SET PROBLEM —
Copy out exactly every line from the line containing "of the curtain" until the records below end, inclusive of both boundary lines.

SOURCE RECORDS —
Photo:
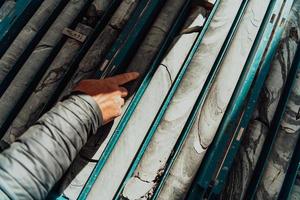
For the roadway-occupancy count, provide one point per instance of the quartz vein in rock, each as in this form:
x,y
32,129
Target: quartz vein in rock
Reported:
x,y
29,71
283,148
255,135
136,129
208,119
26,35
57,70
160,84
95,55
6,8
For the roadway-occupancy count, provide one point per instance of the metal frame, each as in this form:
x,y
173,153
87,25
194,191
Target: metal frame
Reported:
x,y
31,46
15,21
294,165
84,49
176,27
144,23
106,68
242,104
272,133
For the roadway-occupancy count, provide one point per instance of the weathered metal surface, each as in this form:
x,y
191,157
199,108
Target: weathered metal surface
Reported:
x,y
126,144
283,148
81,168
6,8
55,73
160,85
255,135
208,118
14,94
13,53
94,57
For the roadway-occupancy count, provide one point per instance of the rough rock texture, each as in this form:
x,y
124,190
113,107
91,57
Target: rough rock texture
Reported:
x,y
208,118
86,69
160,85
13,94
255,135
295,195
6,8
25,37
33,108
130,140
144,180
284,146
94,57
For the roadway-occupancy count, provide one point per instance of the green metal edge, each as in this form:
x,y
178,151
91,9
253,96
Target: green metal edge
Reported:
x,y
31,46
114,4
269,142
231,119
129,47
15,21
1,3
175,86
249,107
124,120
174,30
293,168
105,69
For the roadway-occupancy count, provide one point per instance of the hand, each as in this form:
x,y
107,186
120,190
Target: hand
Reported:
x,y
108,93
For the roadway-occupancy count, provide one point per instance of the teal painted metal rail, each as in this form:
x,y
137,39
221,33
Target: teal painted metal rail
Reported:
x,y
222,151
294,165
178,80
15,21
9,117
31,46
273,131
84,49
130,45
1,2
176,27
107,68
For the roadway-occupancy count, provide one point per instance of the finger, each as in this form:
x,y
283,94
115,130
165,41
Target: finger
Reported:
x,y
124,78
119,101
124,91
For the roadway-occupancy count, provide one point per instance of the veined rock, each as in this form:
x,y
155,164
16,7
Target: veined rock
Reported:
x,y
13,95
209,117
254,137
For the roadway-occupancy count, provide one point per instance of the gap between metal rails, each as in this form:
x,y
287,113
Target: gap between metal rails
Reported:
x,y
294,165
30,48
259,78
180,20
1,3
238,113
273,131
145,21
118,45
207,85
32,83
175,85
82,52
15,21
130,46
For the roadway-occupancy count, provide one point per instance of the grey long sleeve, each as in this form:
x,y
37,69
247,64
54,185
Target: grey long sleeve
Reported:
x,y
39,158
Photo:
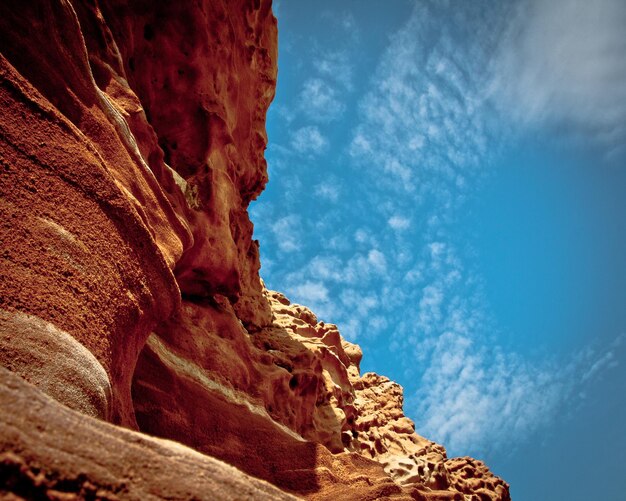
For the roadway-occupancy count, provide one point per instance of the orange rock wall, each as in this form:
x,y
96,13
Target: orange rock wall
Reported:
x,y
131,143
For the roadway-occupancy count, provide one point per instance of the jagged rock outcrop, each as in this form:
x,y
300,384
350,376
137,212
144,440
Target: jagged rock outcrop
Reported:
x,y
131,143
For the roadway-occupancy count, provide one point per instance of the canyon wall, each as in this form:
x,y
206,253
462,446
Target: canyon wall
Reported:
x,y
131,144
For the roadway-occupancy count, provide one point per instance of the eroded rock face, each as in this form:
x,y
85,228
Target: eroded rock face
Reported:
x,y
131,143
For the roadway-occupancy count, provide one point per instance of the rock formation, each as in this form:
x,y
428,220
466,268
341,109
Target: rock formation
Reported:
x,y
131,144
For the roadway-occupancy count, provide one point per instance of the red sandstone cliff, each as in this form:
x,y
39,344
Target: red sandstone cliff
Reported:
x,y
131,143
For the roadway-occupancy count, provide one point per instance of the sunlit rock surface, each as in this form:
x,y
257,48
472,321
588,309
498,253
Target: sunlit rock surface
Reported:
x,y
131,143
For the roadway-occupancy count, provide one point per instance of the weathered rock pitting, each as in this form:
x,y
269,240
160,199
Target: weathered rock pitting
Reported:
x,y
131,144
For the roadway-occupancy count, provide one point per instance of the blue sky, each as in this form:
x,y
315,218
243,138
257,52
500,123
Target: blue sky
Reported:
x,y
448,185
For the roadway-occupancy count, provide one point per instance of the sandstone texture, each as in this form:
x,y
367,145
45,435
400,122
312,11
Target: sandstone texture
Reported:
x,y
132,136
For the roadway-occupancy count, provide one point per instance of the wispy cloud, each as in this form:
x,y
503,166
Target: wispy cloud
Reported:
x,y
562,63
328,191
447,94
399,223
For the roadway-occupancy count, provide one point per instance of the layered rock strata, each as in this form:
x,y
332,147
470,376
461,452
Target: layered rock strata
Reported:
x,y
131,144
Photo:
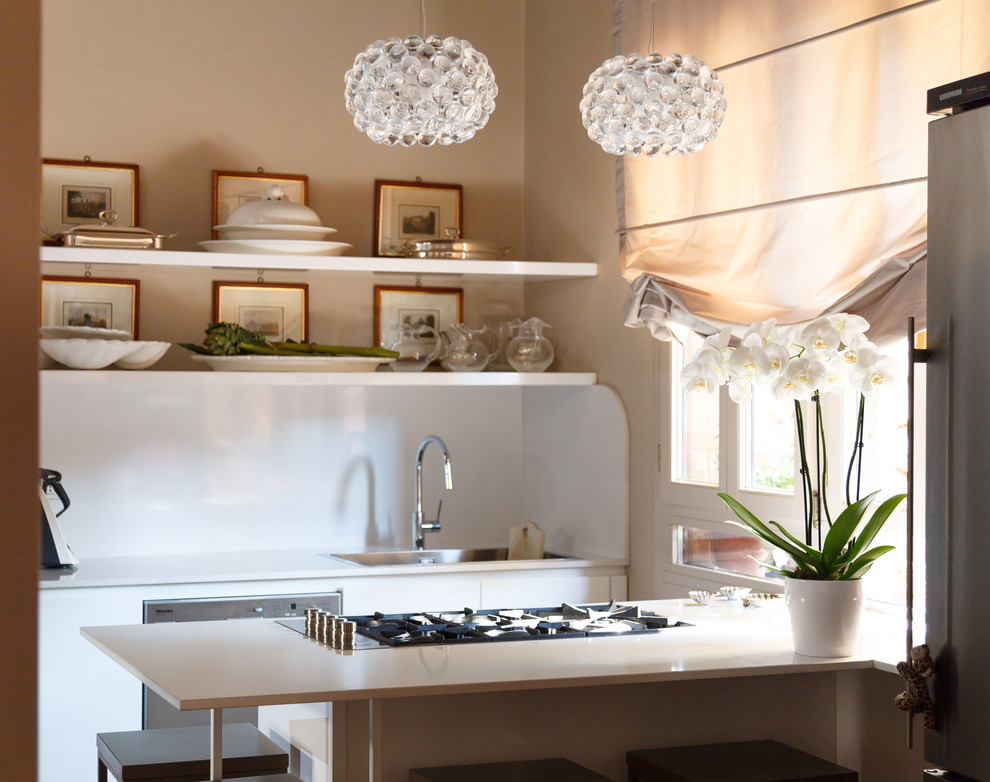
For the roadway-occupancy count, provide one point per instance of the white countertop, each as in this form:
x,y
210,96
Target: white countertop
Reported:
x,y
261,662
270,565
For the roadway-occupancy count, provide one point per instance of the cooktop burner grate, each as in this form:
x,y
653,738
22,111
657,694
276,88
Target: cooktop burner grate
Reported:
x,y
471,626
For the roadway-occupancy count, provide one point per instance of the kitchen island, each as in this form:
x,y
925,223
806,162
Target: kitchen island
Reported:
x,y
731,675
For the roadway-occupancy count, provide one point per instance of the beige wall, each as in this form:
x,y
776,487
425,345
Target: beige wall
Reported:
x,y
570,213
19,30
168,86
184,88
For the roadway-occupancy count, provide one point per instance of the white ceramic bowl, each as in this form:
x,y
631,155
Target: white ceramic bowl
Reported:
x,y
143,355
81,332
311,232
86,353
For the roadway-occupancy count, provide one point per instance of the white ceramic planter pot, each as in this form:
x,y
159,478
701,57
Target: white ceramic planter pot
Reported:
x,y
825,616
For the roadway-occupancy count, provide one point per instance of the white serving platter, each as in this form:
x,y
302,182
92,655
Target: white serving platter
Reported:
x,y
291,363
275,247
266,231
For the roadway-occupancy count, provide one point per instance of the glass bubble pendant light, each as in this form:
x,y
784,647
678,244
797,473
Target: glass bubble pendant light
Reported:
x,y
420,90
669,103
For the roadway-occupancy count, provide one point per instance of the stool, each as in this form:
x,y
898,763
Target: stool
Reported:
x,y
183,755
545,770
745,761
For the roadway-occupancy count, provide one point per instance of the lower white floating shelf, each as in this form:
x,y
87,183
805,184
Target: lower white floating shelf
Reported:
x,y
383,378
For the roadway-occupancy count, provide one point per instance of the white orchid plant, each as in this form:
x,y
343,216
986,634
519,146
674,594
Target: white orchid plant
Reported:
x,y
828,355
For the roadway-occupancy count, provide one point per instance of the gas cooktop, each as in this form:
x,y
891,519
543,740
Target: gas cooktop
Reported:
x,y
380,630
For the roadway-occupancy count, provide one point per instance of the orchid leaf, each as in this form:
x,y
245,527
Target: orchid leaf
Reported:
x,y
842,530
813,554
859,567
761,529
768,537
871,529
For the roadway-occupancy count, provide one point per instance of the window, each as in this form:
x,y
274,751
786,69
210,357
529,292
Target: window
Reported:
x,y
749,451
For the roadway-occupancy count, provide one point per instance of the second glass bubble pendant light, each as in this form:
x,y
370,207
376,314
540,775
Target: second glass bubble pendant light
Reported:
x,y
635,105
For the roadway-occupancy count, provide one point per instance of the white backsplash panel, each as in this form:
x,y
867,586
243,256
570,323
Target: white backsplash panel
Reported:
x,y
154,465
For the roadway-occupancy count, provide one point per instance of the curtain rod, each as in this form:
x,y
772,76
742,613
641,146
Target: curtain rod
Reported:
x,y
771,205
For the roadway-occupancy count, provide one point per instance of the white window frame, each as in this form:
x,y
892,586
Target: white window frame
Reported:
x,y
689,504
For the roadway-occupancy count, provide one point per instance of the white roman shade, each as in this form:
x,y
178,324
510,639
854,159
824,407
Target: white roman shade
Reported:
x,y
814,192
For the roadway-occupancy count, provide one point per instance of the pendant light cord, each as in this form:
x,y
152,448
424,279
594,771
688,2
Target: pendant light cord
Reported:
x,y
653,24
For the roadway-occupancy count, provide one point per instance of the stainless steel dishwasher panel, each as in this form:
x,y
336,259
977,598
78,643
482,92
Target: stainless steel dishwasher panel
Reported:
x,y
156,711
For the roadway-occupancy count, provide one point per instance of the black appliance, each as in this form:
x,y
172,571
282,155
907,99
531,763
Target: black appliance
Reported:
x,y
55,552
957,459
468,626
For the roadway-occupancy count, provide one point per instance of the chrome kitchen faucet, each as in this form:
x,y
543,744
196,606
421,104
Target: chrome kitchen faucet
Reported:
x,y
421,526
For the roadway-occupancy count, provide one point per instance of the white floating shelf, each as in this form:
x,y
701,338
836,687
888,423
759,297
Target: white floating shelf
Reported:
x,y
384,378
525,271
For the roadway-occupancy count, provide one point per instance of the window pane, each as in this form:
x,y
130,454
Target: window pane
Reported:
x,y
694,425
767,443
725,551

ANSWER TO THE PROBLEM —
For the roadway-occupancy count, provide one point per instance of the curtain rod, each as in this form:
x,y
772,76
742,613
641,146
Target: curtain rod
Reported:
x,y
771,205
For the roadway-occupancy count, provide one point per instance of the white window frame, each as in this form:
x,y
892,586
Target: white window frame
Reported:
x,y
689,504
For the roadway-occupancy count, provide one point per instance of the white roman shade, each as in this form:
x,y
178,324
510,639
854,159
824,407
Target: white roman shade
Reported:
x,y
814,192
For the roadway-occupancy count, provide one point per instance of the pendant light cord, each as in this form:
x,y
152,448
424,279
594,771
688,2
Target: pendant light cord
Reported:
x,y
653,24
For the roadway-occupancy count, provide one point per instance of the stainless steel dishwasher panel, each as in this form:
x,y
336,259
977,598
78,643
482,92
Target: stainless steel dishwasher panel
Reported:
x,y
156,711
For the roadway-occupancy count, provide one point per instance of the black appliance, each as in this form:
x,y
172,571
282,155
907,99
531,763
Target: black appliance
Reported:
x,y
55,552
957,459
468,626
For the roadway-occupancy count, provide one point per instance of the chrome kitchen faucet, each as in this form:
x,y
543,744
196,606
421,104
Target: chrome kitchen faucet
Reported:
x,y
421,526
For the roadway-occupancy count, provide one point per instance of the white floating shelf, each as in this form:
x,y
701,338
836,687
888,423
759,297
Target: white floating shelf
Reported:
x,y
384,378
525,271
For the roadway-occupancy count, provide one point per instance of the window pane, each as in this form:
x,y
130,454
Target: window pane
Reported:
x,y
694,425
767,443
725,551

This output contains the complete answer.